OBJECTIVE
Report every line in the rows that holds the string "tangram".

═════ DATA

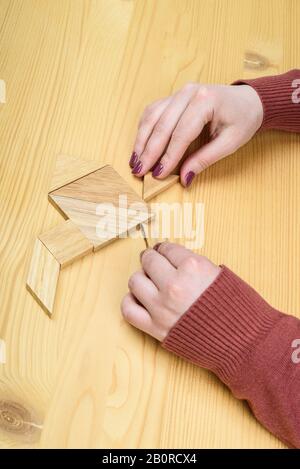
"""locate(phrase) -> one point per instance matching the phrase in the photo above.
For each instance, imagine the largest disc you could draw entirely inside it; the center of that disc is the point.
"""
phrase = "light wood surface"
(78, 75)
(153, 187)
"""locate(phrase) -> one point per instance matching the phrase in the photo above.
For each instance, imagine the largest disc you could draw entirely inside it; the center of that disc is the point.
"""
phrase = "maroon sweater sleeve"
(280, 97)
(253, 348)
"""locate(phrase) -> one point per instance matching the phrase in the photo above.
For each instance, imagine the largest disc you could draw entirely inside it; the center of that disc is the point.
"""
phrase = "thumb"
(223, 145)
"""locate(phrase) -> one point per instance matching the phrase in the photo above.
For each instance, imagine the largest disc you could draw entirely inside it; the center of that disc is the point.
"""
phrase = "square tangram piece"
(102, 205)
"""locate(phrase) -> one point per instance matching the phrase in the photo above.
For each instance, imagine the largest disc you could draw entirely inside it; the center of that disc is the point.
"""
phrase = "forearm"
(280, 97)
(232, 331)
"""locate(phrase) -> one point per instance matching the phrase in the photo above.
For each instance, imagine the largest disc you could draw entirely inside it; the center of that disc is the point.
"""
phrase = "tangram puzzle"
(77, 189)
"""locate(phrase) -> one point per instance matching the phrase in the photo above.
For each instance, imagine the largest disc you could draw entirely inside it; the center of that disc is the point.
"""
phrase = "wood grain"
(153, 187)
(78, 76)
(68, 169)
(43, 276)
(102, 205)
(66, 243)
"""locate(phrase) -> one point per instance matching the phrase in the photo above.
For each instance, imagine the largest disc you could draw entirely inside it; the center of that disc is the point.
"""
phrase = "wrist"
(223, 327)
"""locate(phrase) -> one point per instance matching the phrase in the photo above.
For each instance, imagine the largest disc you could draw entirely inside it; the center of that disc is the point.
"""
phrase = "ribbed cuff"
(276, 94)
(222, 328)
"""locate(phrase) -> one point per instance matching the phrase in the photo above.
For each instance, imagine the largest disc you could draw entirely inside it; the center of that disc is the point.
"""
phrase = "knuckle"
(160, 128)
(189, 86)
(180, 135)
(202, 164)
(202, 92)
(125, 309)
(194, 263)
(191, 263)
(147, 259)
(132, 282)
(174, 290)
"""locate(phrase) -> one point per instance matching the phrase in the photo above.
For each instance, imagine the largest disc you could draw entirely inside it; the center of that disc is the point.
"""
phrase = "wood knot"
(17, 420)
(256, 61)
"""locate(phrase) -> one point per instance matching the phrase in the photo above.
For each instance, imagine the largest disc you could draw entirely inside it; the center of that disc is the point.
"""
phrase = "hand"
(171, 280)
(170, 125)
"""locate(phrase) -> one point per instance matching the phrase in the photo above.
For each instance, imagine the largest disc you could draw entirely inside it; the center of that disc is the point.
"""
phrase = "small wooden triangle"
(69, 169)
(153, 187)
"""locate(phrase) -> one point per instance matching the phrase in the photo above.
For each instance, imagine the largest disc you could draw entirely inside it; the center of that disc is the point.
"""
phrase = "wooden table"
(78, 75)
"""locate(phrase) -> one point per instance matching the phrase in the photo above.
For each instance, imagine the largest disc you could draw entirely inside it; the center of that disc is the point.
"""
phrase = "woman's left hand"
(171, 280)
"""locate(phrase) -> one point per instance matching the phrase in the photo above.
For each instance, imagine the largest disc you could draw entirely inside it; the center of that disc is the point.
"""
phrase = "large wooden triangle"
(69, 168)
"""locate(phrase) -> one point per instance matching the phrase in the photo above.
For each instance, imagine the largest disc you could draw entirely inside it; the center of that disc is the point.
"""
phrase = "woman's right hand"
(170, 125)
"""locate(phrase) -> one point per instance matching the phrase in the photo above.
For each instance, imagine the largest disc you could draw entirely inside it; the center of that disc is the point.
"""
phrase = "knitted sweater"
(253, 348)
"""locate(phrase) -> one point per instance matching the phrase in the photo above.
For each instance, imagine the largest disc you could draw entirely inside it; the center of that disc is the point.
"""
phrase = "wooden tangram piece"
(153, 187)
(43, 276)
(98, 205)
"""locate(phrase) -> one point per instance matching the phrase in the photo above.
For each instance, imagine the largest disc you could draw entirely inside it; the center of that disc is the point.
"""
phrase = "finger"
(136, 314)
(149, 118)
(143, 289)
(175, 253)
(163, 130)
(223, 145)
(157, 267)
(190, 125)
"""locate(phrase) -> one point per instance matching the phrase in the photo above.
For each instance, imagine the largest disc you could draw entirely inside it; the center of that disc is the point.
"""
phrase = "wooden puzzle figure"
(98, 207)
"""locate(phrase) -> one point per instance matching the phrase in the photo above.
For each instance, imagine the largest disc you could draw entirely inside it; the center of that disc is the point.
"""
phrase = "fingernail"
(157, 169)
(189, 178)
(141, 254)
(133, 159)
(137, 168)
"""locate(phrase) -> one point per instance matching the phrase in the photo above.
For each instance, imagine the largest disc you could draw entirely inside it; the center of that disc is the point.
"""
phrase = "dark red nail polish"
(141, 254)
(137, 168)
(189, 178)
(157, 169)
(133, 160)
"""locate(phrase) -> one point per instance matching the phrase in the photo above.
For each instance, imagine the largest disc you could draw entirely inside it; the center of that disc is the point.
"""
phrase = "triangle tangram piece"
(102, 205)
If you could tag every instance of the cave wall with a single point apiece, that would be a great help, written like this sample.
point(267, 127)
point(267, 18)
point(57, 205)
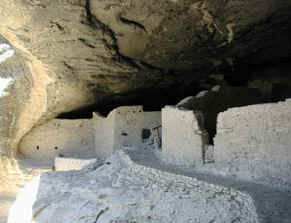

══════════

RESPONSE BELOW
phrase = "square tangram piece"
phrase = "tangram puzzle"
phrase = "wooden tangram piece"
phrase = "triangle tangram piece"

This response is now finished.